*** Passage ***
U.K. Restaurant Borders on Perfection

Door Sign for Fazenda Rodizio Bar and Grill

We’d like to introduce you the best new restaurant in Liverpool: Fadenza Rodizio Bar and Grill. Portuguese for “farm”, Fadenza is a Brazilian Steakhouse featuring the famous churrasco (barbeque) of the Pampas region.  The grasslands that stretch from Southern Brazil through Patagonia are well known for their cattle production and gaúchos (cowboys). The gaúchos of the South American plains have developed a strong culture and cuisine, part of which includes rodizio dining. Rather than select your meal from the menu, you pay a flat rate for dinner. As the various meats come off the grill, they’re carried to the tables on a large skewer, where the servers slice cuts of beef, lamb, pork and other offerings through the meal.

This phenomenon is sweeping the United States as well as Britain. This is Fadenza’s second location, the first being in Leeds. Though they’ve only been open a few months, they already rank on Trip Advisor as #3 of almost 1,000 restaurants listed in Liverpool, maintaining a 5/5 rating after over 130 reviews. Numerous compliments were made about the warm and inviting decor that can perhaps be best described as “modern rustic”.
*** End of Passage ***
__Exercise requirements__.
- a) In the restaurant review, which city had the restaurant's first location?
- b) Continue the restaurant review from the point where it stops.
*** Excerpted records ***
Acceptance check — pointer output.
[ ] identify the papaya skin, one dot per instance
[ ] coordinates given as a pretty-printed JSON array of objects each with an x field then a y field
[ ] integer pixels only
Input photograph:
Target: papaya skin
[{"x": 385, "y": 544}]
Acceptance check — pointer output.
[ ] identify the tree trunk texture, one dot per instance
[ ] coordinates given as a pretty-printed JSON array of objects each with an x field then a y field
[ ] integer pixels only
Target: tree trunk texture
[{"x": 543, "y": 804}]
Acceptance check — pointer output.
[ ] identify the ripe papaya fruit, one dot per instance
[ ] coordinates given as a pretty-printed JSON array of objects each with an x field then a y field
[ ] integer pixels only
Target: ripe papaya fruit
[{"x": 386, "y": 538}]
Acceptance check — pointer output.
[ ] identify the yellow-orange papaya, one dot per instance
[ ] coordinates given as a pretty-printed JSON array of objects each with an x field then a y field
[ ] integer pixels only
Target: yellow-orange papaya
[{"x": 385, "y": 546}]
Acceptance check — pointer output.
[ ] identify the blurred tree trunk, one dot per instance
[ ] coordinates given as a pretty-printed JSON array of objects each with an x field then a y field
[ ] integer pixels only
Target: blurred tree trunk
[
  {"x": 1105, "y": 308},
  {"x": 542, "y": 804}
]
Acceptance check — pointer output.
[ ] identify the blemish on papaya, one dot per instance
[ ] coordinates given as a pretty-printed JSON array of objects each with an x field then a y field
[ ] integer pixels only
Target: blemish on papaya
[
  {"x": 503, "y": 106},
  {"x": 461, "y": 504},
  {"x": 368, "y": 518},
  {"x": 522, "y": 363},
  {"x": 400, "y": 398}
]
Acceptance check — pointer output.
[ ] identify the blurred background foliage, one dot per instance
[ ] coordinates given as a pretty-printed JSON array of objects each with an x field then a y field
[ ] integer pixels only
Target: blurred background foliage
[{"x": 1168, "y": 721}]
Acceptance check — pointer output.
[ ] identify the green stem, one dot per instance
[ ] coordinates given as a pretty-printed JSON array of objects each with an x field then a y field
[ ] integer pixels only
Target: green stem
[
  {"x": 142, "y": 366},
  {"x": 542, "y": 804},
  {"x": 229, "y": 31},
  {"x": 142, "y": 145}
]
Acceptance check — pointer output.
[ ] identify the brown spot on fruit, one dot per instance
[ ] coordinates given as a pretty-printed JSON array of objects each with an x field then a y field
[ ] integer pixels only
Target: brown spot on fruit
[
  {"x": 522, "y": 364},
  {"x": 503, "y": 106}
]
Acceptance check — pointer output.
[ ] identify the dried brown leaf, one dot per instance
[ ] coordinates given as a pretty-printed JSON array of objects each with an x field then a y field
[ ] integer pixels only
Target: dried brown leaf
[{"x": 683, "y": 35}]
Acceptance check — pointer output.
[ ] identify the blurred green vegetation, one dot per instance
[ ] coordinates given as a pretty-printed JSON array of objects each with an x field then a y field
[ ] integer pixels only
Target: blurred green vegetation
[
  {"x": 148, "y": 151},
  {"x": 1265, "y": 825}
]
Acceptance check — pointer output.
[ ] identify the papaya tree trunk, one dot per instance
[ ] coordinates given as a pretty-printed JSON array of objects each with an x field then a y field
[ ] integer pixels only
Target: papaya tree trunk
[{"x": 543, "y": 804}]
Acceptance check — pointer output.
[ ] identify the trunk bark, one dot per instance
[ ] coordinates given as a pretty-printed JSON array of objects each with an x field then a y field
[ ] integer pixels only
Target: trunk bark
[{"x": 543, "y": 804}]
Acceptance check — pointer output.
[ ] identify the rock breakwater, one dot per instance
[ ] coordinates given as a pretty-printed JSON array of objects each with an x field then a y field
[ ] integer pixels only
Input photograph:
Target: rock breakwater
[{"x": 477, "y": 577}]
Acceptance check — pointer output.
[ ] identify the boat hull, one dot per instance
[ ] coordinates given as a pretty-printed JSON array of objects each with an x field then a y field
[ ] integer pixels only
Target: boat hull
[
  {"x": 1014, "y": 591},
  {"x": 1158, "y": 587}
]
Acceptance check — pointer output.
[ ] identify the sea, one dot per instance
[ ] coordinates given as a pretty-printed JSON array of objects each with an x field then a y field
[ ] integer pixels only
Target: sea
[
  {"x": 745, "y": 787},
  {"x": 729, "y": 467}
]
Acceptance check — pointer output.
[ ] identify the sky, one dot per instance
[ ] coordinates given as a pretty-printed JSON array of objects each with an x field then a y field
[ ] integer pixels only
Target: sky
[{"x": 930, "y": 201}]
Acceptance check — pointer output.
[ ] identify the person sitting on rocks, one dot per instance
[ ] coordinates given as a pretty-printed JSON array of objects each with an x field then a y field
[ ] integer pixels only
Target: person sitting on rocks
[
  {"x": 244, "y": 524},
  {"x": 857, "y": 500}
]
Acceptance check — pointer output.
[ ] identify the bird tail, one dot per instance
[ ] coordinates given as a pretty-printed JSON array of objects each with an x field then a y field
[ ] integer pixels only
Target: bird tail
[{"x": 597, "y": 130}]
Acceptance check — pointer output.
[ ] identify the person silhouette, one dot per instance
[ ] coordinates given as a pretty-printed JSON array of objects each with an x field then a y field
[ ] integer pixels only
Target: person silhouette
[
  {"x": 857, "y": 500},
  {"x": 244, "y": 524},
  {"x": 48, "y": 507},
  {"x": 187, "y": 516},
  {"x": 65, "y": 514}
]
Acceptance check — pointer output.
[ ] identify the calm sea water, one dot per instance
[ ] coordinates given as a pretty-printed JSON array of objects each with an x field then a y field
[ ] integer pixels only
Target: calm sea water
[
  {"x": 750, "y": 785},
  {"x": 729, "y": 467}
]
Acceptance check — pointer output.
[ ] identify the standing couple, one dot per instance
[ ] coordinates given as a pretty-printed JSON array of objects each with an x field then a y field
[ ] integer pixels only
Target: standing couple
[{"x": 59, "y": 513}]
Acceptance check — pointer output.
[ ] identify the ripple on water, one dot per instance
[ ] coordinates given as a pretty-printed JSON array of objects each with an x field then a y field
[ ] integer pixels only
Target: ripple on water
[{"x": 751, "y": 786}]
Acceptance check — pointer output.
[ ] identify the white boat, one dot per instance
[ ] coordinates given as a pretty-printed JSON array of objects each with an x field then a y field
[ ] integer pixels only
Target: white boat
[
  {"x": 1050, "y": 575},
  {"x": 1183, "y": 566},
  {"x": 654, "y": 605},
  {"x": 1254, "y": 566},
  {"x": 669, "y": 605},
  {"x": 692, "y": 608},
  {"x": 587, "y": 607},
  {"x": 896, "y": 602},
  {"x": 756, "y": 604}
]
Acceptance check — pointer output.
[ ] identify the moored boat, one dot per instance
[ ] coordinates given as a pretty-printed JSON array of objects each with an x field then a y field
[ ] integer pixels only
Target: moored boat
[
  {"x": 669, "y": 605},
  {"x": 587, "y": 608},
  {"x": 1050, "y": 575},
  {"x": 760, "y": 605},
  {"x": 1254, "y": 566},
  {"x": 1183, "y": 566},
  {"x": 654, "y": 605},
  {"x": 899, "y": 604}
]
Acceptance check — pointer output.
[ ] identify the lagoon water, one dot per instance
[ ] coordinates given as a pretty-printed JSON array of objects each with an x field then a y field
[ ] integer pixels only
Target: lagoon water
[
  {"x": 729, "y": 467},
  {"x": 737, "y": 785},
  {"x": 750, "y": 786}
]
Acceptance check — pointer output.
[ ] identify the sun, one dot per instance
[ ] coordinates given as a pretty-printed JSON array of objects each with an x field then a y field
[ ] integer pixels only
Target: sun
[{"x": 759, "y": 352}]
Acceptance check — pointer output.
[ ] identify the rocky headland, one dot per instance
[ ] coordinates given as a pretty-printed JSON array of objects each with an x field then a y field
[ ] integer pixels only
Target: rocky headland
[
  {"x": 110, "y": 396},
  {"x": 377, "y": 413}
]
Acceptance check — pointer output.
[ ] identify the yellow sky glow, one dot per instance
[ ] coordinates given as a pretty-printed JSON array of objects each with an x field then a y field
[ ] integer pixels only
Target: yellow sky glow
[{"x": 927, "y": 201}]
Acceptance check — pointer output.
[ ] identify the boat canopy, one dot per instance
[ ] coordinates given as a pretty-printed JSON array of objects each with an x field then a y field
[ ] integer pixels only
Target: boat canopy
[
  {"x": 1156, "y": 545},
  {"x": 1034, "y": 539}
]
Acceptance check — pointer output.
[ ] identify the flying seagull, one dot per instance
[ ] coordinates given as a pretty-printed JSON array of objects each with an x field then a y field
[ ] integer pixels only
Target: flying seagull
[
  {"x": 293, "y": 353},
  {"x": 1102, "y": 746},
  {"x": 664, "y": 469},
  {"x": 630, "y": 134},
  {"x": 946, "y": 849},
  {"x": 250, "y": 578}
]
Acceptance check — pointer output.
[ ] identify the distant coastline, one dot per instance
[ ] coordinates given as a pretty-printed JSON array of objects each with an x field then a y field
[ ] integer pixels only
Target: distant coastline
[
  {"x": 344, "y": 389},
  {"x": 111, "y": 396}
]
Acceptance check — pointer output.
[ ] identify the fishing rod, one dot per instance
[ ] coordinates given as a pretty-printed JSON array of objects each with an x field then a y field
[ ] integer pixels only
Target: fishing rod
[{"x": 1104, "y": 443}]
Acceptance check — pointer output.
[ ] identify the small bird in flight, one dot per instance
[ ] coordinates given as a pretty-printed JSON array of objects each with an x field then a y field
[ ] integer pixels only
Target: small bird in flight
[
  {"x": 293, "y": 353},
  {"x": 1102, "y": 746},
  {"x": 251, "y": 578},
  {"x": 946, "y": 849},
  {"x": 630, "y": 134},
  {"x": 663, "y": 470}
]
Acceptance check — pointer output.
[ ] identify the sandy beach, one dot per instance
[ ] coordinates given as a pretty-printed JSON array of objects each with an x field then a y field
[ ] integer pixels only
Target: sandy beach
*** End of Excerpted records ***
__Answers for this exercise__.
- a) Leeds

- b)
Fazenda entry, with cement tile. Trapani Midnight Field with Trellis Shell border.

This masterpiece of hospitality design was created by Carroll Design, of Manchester, England. The decor features beautiful rough-cut timber on vertical surfaces such as bars and reception desks, with perfectly proportioned cement tile “rugs” separating spaces and highlighting important areas such as salad and side bars. Furnished with leather and cowhide, and decorated with saddles and other items from the tack room, any gaúcho would feel right at home.

Used at Fadenza was “Trapani Midnight”, a Lundy P. Wilder original design, and Villa Lagoon Tile exclusive.  To edge the walls and transition to hardwood flooring, the designer used another Wilder original, the Shell Trellis” border and corners. While their use had waned, most historic cement tile installations used borders, often using elaborate layers of several complimenting border patterns. Many creative designers in the hospitality field have kept the tradition strong, using borders to separate various sections of different patterns or solid-color tiles. In this case the designer uses hardwood floors to direct traffic to beautiful effect.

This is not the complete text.